Safe Haven for Pets

Women often delay leaving an abusive partner if they can’t secure safe havens for their pets, but thanks to partnership between the MSU College of Veterinary Medicine and Care Lodge Domestic Violence Shelter (CLDVS) in Meridian, MS, there is an option for these furry family members and hope for these women.

Two women pose with two dogsMSU CVM Clinical Professor Dr. Sharon Grace and CLDVS Director Leslie Payne work together to coordinate the Safe Haven for Pets program, which provides short-term boarding and medical care for the benefit of such women and their pets.

The program’s beginning actually stemmed from an experience Dr. Grace had while in private practice in the mid-1990s when a compassionate neighbor brought an abused kitten to her for care. Dr. Grace was haunted by the tragic circumstances of this situation, and, as a result of advice that to be able to move forward, she needed to “rewrite” the end of the kitten’s story, she began offering free medical care and housing to animals in crisis.

After joining the CVM Department of Clinical Sciences in 1999, Dr. Grace just happened to meet Payne at a domestic violence conference, where she shared her ideas for a program benefitting the women and their pets. The two ultimately merged their passions for their causes, and in 2008, the MSU CVM-based Safe Haven for Pets program was launched.  The Program provides free, temporary boarding and care for pets of women and children entering the Care Lodge.

Entries shown:
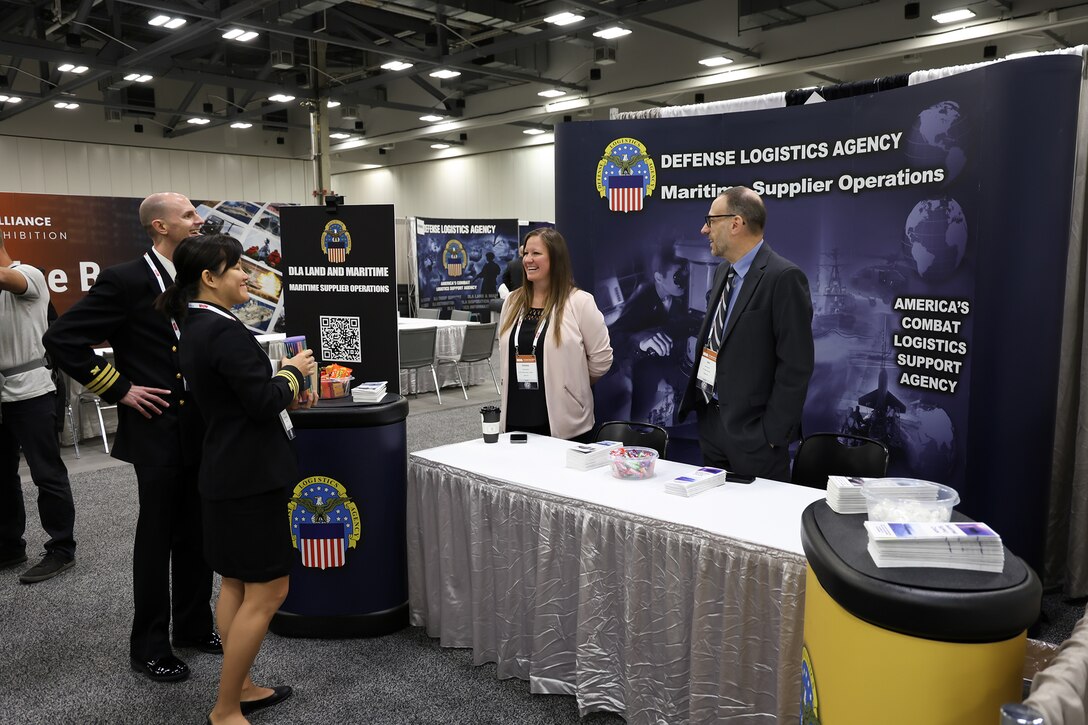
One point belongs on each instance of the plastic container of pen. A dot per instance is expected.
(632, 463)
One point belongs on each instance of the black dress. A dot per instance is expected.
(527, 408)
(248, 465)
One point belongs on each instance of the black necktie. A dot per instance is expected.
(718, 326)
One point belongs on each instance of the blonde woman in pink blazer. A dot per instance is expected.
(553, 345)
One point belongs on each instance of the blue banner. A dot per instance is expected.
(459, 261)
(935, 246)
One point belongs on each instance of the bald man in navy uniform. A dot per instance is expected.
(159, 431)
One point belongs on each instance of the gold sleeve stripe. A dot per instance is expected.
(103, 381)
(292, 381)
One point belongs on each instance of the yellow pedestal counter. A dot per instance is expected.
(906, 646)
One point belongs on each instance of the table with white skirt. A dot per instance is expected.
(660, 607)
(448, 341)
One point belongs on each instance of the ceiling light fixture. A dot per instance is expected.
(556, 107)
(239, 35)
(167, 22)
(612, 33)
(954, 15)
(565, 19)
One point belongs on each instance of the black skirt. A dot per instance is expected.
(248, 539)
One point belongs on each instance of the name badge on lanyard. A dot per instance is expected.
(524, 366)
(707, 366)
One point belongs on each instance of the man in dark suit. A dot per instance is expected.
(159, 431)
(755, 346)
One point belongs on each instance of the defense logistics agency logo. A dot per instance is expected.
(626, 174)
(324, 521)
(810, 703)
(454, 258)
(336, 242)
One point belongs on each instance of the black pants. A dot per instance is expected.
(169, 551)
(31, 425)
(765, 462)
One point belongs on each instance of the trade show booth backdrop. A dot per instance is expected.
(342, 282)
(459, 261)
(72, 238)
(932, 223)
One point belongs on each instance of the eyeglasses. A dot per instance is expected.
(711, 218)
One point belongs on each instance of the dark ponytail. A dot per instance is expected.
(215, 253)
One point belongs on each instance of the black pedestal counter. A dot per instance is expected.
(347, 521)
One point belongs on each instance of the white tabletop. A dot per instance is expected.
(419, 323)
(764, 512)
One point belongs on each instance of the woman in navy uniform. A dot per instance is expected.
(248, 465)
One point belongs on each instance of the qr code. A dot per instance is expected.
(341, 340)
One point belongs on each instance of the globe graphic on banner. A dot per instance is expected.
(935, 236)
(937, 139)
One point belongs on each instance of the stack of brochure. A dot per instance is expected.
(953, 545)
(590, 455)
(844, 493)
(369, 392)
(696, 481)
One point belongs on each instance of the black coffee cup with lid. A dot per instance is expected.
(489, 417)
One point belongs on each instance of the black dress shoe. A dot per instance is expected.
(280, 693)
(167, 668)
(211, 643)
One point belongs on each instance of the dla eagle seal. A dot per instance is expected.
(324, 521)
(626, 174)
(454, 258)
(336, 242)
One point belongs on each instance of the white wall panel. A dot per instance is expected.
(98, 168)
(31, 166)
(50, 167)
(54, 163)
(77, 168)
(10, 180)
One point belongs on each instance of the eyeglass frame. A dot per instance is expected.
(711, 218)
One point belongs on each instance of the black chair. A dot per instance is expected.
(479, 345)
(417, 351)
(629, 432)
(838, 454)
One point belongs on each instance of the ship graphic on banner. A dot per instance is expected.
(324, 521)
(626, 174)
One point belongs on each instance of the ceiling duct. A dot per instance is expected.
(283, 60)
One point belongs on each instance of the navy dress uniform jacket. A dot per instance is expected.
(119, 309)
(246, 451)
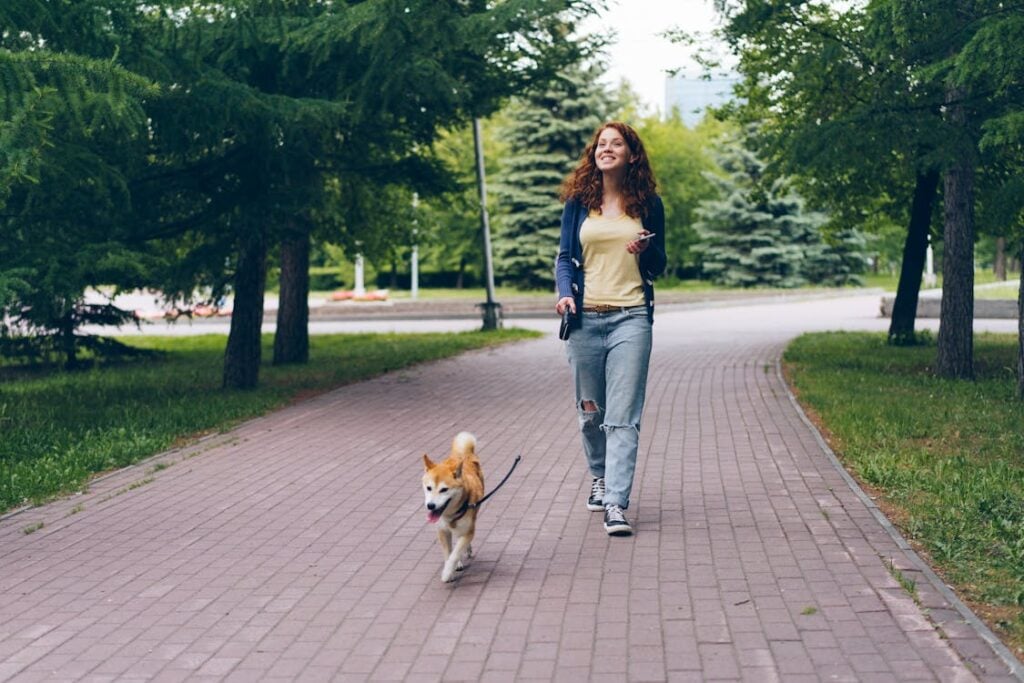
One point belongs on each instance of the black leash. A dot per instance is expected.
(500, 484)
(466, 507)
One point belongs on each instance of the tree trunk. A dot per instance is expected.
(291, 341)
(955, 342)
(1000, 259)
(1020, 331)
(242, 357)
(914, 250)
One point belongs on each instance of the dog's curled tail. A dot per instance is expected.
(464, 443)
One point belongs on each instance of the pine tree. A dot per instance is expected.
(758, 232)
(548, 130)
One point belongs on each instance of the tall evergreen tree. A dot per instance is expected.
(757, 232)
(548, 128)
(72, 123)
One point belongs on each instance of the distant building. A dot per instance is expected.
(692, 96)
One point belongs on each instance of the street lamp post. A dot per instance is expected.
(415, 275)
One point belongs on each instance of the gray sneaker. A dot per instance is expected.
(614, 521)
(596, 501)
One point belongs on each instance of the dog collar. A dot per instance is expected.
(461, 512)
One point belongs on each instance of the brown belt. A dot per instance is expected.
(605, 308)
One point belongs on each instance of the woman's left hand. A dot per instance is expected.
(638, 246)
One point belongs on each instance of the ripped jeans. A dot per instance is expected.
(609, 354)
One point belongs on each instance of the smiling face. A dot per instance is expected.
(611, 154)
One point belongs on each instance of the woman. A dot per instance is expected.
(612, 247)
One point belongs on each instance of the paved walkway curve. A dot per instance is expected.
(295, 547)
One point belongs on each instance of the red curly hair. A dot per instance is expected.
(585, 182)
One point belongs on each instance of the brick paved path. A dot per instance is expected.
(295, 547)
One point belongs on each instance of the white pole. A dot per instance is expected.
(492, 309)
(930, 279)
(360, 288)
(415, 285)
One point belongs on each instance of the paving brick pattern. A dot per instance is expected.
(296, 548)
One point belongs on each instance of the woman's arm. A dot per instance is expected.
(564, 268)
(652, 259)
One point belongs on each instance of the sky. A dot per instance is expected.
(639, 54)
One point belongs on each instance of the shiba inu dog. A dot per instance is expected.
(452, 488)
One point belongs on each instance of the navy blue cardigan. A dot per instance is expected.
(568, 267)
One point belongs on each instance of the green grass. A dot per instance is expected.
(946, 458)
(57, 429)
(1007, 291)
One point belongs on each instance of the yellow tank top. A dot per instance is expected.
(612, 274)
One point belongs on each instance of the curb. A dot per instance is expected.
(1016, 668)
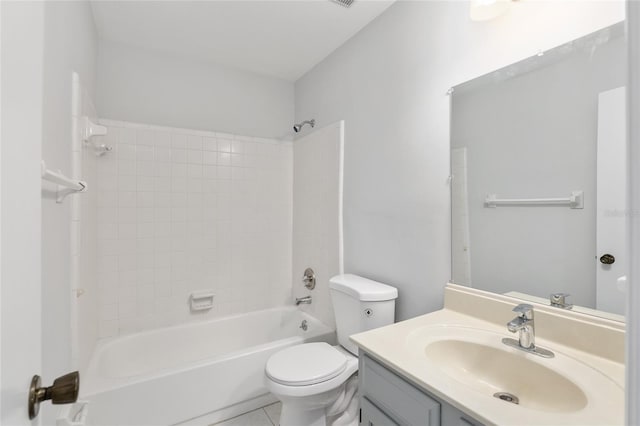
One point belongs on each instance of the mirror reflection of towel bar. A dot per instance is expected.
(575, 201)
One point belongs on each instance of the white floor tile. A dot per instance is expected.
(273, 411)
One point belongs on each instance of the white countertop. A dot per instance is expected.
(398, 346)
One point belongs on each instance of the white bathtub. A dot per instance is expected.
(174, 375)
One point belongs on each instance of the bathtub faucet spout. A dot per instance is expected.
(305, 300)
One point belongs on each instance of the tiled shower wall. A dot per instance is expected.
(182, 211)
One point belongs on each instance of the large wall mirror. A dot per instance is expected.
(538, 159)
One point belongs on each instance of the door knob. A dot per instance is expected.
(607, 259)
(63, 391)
---
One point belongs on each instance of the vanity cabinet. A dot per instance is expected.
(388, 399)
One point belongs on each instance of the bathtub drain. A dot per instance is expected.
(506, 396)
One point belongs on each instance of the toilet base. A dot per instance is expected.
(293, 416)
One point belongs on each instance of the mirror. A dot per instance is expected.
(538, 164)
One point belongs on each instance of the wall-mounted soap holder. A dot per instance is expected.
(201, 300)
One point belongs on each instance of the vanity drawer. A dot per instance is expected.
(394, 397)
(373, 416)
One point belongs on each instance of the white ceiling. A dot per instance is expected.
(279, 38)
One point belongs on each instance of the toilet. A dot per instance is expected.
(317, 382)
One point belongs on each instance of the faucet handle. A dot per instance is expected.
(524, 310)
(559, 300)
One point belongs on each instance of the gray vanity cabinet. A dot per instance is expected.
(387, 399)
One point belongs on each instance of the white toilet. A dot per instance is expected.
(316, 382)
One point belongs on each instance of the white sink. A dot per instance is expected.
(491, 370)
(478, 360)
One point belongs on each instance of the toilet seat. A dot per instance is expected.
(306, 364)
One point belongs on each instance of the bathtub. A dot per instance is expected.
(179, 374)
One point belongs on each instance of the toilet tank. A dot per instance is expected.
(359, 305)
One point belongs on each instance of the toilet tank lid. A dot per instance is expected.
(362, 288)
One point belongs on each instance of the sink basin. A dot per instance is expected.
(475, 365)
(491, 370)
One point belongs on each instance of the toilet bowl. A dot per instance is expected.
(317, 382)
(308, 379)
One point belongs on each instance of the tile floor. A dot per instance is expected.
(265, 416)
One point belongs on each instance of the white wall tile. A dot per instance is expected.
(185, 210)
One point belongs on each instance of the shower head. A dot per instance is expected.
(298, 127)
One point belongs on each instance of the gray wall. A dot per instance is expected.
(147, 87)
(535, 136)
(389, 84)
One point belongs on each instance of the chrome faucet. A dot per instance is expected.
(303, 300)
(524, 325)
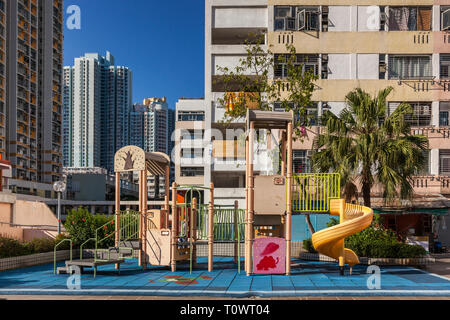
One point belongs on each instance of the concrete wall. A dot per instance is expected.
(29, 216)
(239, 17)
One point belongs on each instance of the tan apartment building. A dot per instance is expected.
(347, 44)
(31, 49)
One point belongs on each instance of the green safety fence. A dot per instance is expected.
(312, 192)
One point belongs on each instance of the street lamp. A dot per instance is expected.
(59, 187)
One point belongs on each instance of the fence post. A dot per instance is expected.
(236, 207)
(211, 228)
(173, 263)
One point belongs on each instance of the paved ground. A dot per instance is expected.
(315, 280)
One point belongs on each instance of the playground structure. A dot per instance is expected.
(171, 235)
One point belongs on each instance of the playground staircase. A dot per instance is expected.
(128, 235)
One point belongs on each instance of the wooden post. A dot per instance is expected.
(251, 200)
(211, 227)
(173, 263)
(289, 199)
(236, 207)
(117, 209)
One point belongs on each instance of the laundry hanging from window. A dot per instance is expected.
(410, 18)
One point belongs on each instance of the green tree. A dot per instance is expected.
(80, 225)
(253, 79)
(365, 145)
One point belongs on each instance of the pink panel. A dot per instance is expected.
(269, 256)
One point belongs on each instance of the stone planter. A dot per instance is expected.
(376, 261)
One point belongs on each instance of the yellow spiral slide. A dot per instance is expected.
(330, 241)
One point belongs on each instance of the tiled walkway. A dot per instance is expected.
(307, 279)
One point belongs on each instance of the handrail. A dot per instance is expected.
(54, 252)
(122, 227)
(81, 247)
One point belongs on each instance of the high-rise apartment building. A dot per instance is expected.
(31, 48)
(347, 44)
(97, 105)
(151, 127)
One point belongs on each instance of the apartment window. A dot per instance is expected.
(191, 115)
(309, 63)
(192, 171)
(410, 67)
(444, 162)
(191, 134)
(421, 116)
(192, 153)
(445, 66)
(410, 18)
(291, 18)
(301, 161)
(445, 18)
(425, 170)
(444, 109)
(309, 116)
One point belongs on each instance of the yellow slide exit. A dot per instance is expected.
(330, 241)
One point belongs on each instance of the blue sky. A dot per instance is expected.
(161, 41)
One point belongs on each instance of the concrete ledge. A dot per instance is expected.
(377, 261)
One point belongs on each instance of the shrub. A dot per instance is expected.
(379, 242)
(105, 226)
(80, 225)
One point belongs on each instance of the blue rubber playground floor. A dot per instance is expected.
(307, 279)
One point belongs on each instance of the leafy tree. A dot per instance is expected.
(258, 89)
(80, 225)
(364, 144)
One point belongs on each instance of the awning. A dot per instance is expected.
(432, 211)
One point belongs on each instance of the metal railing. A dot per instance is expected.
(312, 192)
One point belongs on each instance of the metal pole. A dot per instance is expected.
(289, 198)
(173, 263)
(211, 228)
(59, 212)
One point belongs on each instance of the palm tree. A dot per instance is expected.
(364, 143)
==
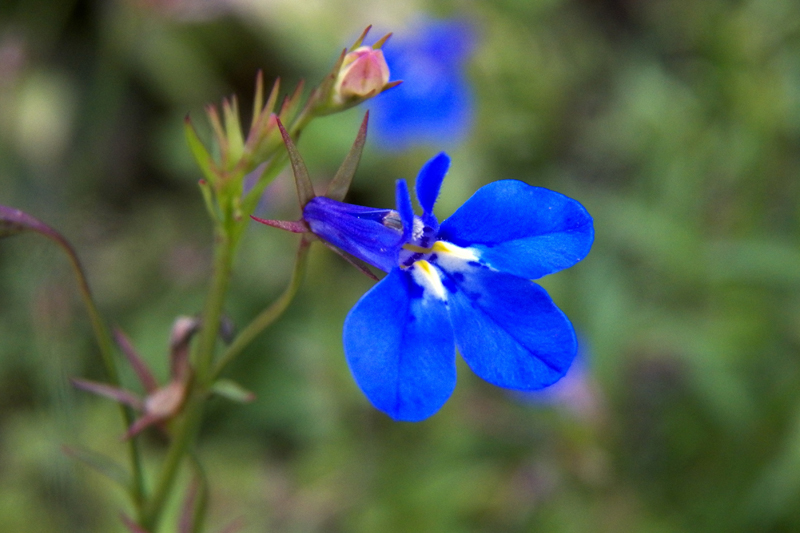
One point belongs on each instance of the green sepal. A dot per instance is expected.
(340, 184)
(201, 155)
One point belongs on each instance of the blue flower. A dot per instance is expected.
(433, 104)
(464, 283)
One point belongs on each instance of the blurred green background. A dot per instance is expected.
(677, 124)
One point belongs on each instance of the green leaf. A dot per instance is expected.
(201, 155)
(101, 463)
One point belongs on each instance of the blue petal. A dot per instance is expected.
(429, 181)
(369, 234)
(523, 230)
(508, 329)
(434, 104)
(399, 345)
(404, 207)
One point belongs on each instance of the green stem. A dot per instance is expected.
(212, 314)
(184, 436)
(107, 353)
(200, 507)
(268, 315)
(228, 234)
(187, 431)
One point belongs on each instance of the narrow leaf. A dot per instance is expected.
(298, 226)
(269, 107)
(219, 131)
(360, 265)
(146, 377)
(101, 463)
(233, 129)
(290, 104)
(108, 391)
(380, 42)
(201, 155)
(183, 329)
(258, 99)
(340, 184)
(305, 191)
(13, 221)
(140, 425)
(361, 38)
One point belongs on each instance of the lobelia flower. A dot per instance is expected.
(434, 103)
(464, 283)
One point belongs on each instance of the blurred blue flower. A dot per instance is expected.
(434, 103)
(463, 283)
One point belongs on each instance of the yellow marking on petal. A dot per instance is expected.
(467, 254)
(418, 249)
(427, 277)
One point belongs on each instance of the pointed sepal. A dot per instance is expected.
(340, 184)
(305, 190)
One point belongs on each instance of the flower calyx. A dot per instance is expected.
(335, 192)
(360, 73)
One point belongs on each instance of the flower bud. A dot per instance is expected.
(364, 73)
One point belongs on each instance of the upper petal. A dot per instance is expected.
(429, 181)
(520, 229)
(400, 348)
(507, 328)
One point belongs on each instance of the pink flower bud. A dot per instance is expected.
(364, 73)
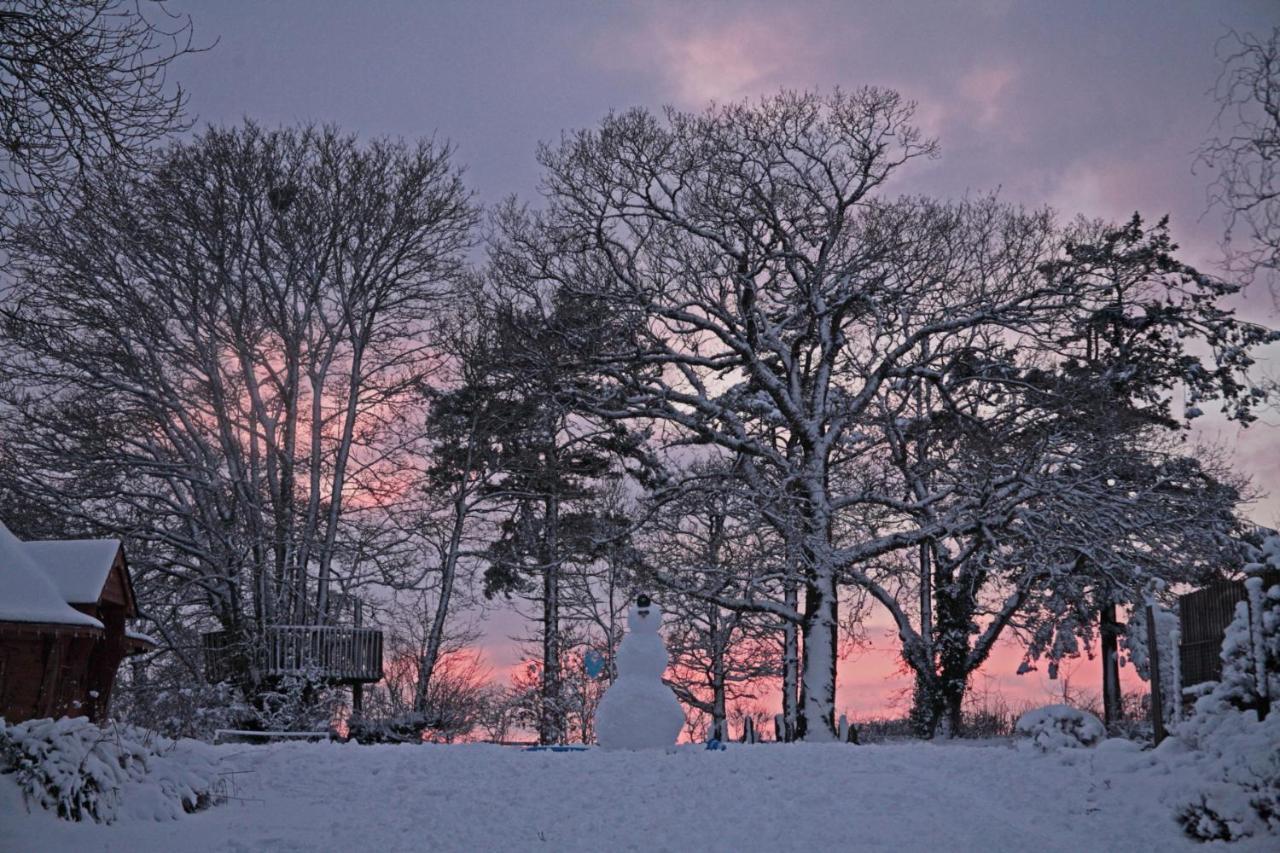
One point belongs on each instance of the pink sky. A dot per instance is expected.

To do:
1. According to the Safe Haven for Pets article, in what year was the program launched?
2. Carry the Safe Haven for Pets article on past its last sentence.
The rows play no part in this work.

Responses to the exercise:
1. 2008

2.
Grant funds helped start the program, but it now operates solely from donations. The funds provide vaccines, flea and tick control, spay or neuter surgeries, heartworm and parasite testing and treatment, and any other medically necessary treatment for the animals. It also provides transportation to and from MSU, and pet food is routinely donated by commercial pet food companies.

Pets in the program stay from days to months, until their owners are able to return for them. Third-year veterinary students deliver hands-on care under the supervision of MSU CVM Associate Clinical Professor Dr. Christine Bryan, who provides the day-to-day medical care for the animals on a volunteer basis.

The Program is an eye-opening experience for many MSU CVM students and often proves beneficial to them in years to come when dealing with clients who are in crisis situations or if they decide to pursue this type of service work. It is also beneficial to these animals, who are often shy and untrusting of most  humans when they arrive. The Program is also considered a “godsend” by most Care Lodge clients.